**Set of tasks**
1 – Transcribe the passage on claiming Social Security benefits, starting at "Deciding when to" and ending at "seven years longer.".
2 – According to the passage on claiming Social Security retirement benefits, why does choosing a claiming strategy often mean working with a CPA or Financial Planner?
3 – Write the next part of the passage on when to claim Social Security retirement benefits, picking up after its final sentence.

Deciding when to claim Social Security retirement benefits is probably one of the most important financial decisions you will make in your lifetime.
The stakes are high. If you claim too early, you’re signing on to receive reduced benefit checks for life.
But if you get the timing right, and draw down your retirement money and Social Security benefits in the correct order and at the right time, you could make your money last up to seven years longer.
Because Social Security has lots of claiming rules, that often means working with your CPA or Financial Planner, or both, to craft the right strategy for your situation.
If you start receiving checks when you first become eligible for retirement benefits — age 62 — you will receive reduced benefits. But if you wait until your full retirement age – typically age 66 or 67, depending on the year in which you were born — you will receive 100% of the benefits you’re entitled to based on your work record. If you hold out even further, until age 70, you will get a boost of about 8% per year for each year you wait from your full retirement age.

**Input data**

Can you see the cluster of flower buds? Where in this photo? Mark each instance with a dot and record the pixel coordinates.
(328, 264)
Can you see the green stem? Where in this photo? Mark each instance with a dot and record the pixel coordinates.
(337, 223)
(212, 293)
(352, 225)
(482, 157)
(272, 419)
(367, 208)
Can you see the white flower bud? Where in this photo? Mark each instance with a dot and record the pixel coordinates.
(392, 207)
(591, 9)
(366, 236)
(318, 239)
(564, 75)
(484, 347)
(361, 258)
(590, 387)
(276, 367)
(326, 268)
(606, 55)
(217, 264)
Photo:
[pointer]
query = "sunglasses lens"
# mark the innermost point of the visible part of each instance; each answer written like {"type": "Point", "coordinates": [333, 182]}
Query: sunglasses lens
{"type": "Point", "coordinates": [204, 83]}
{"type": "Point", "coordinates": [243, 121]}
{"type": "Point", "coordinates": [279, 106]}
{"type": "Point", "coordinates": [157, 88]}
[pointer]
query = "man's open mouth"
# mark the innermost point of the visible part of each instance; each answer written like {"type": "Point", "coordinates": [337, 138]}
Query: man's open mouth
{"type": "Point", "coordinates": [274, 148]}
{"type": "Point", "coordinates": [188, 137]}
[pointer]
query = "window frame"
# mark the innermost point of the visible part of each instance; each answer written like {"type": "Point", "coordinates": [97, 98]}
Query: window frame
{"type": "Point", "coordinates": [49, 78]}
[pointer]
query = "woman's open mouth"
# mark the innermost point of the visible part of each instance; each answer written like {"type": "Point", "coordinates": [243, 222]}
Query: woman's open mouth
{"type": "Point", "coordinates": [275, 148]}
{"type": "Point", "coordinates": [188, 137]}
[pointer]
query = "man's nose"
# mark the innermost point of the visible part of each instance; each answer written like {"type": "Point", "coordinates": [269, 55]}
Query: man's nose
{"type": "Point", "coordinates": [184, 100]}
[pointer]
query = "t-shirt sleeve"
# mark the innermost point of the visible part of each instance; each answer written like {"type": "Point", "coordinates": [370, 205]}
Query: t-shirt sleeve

**List of answers**
1 –
Deciding when to claim Social Security retirement benefits is probably one of the most important financial decisions you will make in your lifetime.
The stakes are high. If you claim too early, you’re signing on to receive reduced benefit checks for life.
But if you get the timing right, and draw down your retirement money and Social Security benefits in the correct order and at the right time, you could make your money last up to seven years longer.

2 – Social Security has lots of claiming rules, so crafting the right strategy for a person's situation often calls for help from a CPA, a Financial Planner, or both.

3 –
You can work and get Social Security retirement or survivors benefits at the same time. But, if you’re younger than full retirement age, and earn more than certain amounts, your benefits will be reduced. The amount that your benefits are reduced, however, isn’t truly lost. Your benefit will increase at your full retirement age to account for benefits withheld due to earlier earnings.
If you are under full retirement age for the entire year, we deduct $1 from your benefit payments for every $2 you earn above the annual limit. For 2020, that limit is $18,240.
A recent survey found that most Americans do not know the age at which they will be eligible for their full benefits. Moreover, fewer than half of the members of each generation said they were confident in their Social Security knowledge.
Once you have started receiving benefits, you have up to one year to withdraw your application as long as you are younger than your full retirement age. But you can only use this strategy once. And you must repay all the benefits you and your family members received.
Another way to still increase your benefits later is to suspend your benefits once you reach your full retirement until age 70. This will let your benefits grow larger, and potentially make up for some benefit cuts for claiming early. But you have to be able to forgo receiving your benefit checks during that time.
Headlines that point to Social Security’s funds running out can scare people into thinking they should claim their benefits as soon as they’re eligible. It is important to understand that Social Security benefits will still be there in the future. The Social Security Administration’s latest estimates indicate the trust funds will be depleted in 2035, at which time 79% of benefits will be payable.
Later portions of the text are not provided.